» Material provided:
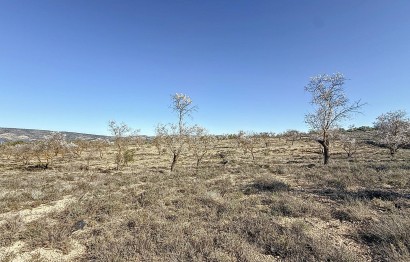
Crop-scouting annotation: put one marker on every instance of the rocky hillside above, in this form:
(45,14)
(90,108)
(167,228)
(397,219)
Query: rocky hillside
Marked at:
(18,134)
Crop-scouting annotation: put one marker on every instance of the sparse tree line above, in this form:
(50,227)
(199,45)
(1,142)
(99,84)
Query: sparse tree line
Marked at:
(392,130)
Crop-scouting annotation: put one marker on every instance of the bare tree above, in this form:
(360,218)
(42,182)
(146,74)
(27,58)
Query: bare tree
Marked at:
(122,134)
(182,106)
(393,130)
(248,142)
(173,139)
(349,145)
(200,143)
(332,107)
(176,136)
(292,135)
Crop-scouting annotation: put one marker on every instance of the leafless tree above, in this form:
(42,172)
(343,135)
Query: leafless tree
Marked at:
(331,107)
(175,137)
(182,106)
(158,143)
(174,140)
(349,145)
(292,135)
(393,130)
(200,143)
(248,142)
(122,134)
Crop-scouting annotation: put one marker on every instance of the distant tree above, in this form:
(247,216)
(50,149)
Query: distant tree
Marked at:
(331,107)
(292,135)
(176,137)
(393,130)
(200,143)
(248,142)
(349,145)
(122,134)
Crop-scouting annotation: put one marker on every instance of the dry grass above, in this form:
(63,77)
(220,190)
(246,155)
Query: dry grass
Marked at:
(282,206)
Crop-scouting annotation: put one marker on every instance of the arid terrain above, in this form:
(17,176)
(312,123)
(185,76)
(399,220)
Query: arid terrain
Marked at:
(284,205)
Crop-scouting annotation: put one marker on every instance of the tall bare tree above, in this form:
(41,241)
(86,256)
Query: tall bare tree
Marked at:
(393,130)
(176,136)
(331,107)
(122,134)
(200,143)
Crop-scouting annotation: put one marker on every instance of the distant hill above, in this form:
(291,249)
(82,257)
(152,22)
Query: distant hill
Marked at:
(19,134)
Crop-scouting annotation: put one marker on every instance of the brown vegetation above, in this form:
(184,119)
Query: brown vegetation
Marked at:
(282,206)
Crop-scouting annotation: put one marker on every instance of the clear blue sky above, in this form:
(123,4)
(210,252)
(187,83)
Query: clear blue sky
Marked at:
(74,65)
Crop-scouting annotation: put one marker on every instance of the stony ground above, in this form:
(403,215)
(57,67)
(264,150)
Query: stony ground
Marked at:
(282,206)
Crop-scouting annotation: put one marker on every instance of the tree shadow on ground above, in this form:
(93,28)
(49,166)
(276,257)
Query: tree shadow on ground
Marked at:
(365,194)
(265,185)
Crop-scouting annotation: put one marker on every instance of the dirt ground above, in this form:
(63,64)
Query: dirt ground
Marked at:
(282,206)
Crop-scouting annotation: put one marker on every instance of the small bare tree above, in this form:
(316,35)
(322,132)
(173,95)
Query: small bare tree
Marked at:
(200,143)
(176,136)
(248,142)
(332,107)
(349,145)
(157,142)
(122,134)
(393,130)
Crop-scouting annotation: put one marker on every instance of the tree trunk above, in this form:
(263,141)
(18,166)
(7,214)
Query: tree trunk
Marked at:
(326,150)
(174,161)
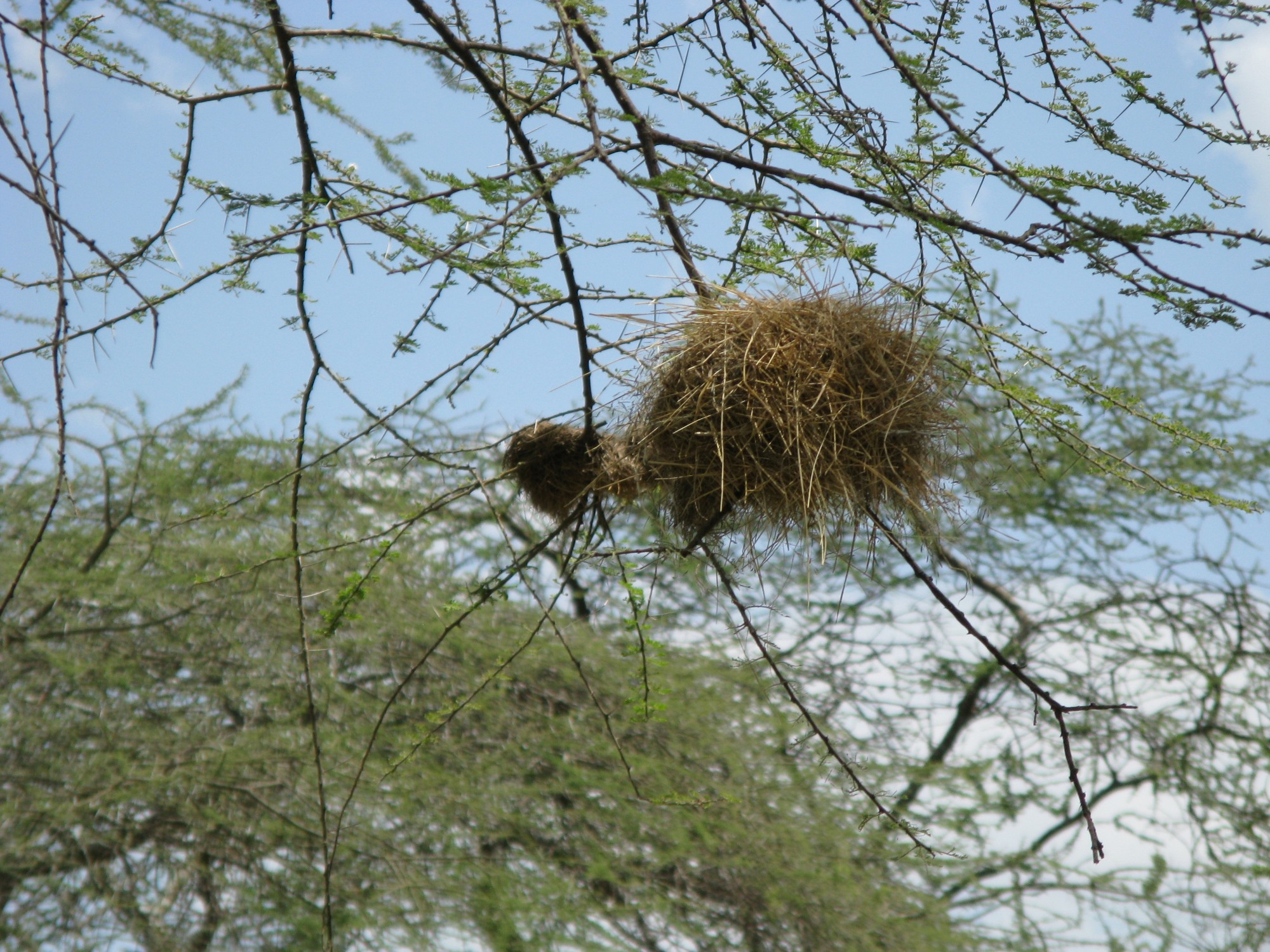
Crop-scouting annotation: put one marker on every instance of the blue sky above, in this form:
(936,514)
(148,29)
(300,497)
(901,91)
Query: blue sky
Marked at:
(116,167)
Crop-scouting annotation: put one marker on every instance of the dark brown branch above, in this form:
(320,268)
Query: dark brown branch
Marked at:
(792,694)
(1041,694)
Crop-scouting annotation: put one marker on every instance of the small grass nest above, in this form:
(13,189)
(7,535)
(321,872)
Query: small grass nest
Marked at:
(557,465)
(794,413)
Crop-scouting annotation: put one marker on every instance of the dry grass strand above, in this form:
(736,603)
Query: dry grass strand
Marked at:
(796,413)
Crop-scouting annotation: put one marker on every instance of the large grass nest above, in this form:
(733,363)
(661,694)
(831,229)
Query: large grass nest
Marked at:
(796,414)
(557,465)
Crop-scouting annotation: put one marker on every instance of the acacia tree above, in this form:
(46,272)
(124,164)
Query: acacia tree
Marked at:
(816,138)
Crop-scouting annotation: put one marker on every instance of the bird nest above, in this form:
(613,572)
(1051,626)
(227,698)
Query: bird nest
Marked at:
(557,465)
(794,413)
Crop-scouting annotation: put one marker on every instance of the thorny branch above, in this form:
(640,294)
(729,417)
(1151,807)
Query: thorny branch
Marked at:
(1041,694)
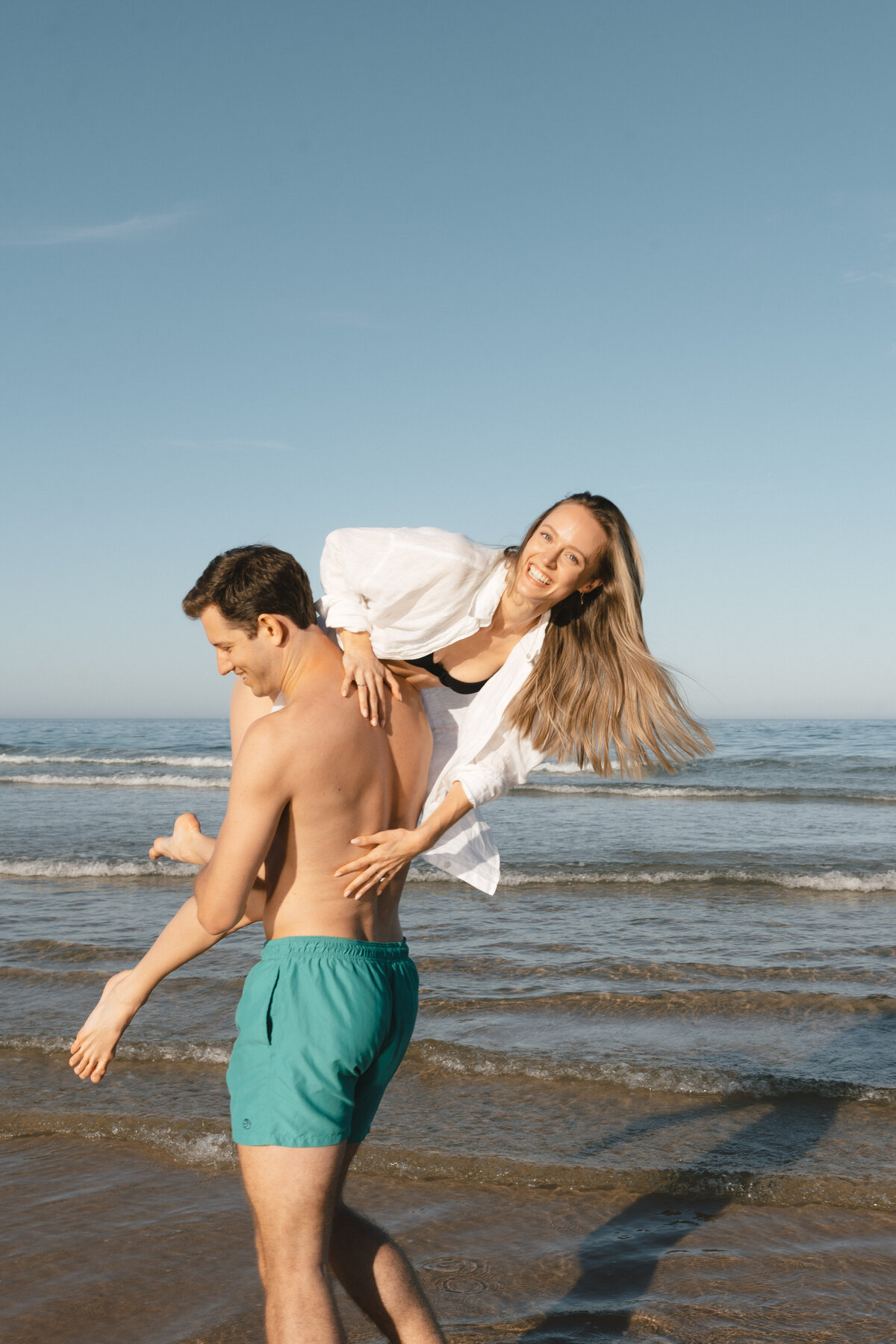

» Assignment:
All the lines above need to be repeated exactly, with no pictures carried over.

» Response to this task:
Crop-scouting annotation: put one marker on every instance of the rocky hillside above, in this form:
(45,14)
(90,108)
(167,228)
(397,219)
Query: rocky hillside
Marked at:
(18,134)
Crop-scouting annotation: put one marker on every instance of the sparse tree line above, in this form:
(50,227)
(199,45)
(1,142)
(99,84)
Query: sparse tree line
Marked at:
(392,130)
Crop-scouting annotation: put one marker on every instance of the bare tree above, in this form:
(360,218)
(42,182)
(146,74)
(27,58)
Query: bare tree
Marked at:
(122,134)
(182,106)
(393,130)
(248,142)
(173,139)
(349,145)
(200,143)
(332,107)
(176,136)
(292,135)
Crop-scouting annotation: put one marker on every instance of the leafless tree above, in this form:
(42,172)
(343,135)
Query: leafless tree
Marked at:
(331,107)
(175,137)
(182,106)
(158,143)
(174,140)
(349,145)
(292,135)
(393,130)
(200,143)
(248,142)
(122,134)
Crop-scouting annotation: put one marker on every instance of the distant tree above, in this form:
(247,216)
(50,149)
Query: distant tree
Marked at:
(331,107)
(292,135)
(176,137)
(393,130)
(200,143)
(248,142)
(349,145)
(122,134)
Crop-scouting annotation: put one marker on every instance of the dry grass above, in this form:
(63,77)
(220,190)
(246,155)
Query: dry grass
Marked at:
(282,206)
Crop-scouting annotation: put one marker on every instance of the arid terrain above, in this form:
(17,176)
(312,123)
(185,76)
(399,220)
Query: arid terrain
Marked at:
(284,205)
Crop-scouting annotation: put one marker on every instance of the tall bare tree above, in this form:
(41,241)
(86,256)
Query: tall bare tree
Marked at:
(393,130)
(176,136)
(331,107)
(122,134)
(200,143)
Crop-scouting annotation: put one marker on every instance of the distant hill above, in this form:
(291,249)
(82,257)
(152,22)
Query: distant hill
Marked at:
(19,134)
Crop-scouting annotation: put one marker on every instance of the brown vegetation above, in this form:
(184,119)
Query: brown vegetation
Marked at:
(282,206)
Crop-scouting annotation: put one marker on every instance of the clear blue sky above, in this form:
(123,4)
(210,252)
(187,83)
Query: clear blue sky
Marked at:
(74,65)
Crop-scouting annotation: put one marker on every instance of the stony ground above, in this form:
(403,215)
(57,67)
(264,150)
Query: stony ground
Marked at:
(282,206)
Crop-scouting annotation: put one marker on every instance of the tree shadow on ground above, in this form:
(93,28)
(49,166)
(276,257)
Query: tree shadow on ground
Marked at:
(365,194)
(265,185)
Crop-scouting annotation: put one marker on every instance of the dirt ground above, in this form:
(63,64)
Query: dirt ground
Marked at:
(282,206)
Crop-scouting annotation: put one marker on every instance of the small bare tree above, in this form:
(316,35)
(322,132)
(173,95)
Query: small bare tree
Marked at:
(200,143)
(176,136)
(248,142)
(332,107)
(349,145)
(157,142)
(122,134)
(393,130)
Crop-scouting annotation: put one marker on every instance of the tree trunk above, in this form:
(263,141)
(18,166)
(7,214)
Query: tree trunk
Marked at:
(326,150)
(174,161)
Crop-scouting annotation: put one marker on every instance of the blue sky above, in this form:
(936,514)
(148,29)
(300,497)
(901,91)
Query: blue sky
Marked at:
(116,167)
Crop-scouting annotation: put one marker on every instance of the dark brown branch above, in this form:
(320,268)
Query: dark brown branch
Marked at:
(792,694)
(1041,694)
Crop-scouting annotation: put one marker on every instance of the small grass nest above, in this form:
(13,189)
(7,535)
(321,872)
Query: small grass nest
Marked at:
(557,465)
(794,413)
Crop-scouting annotation: put one marker on every instance of the dry grass strand above, in this form:
(736,603)
Query: dry grass strand
Marked at:
(796,413)
Crop-scouting annotation: put one marker on every instance of the large grass nest above, in this form:
(733,363)
(661,694)
(831,229)
Query: large grass nest
Marked at:
(796,414)
(557,465)
Crop-scouting annotation: put one marker on every instance of the acacia tree above, in this form:
(46,272)
(124,164)
Query: acacia tree
Marked at:
(816,138)
Crop-scouting annotation: put one marker on every instance of the bird nest above, in this form:
(613,572)
(1051,626)
(227,698)
Query: bird nest
Marked at:
(557,465)
(794,413)
Crop-scouting annotation: put one marker on every instance of the thorny branch above, in this form:
(640,294)
(729,417)
(1151,807)
Query: thorny branch
Marked at:
(1041,694)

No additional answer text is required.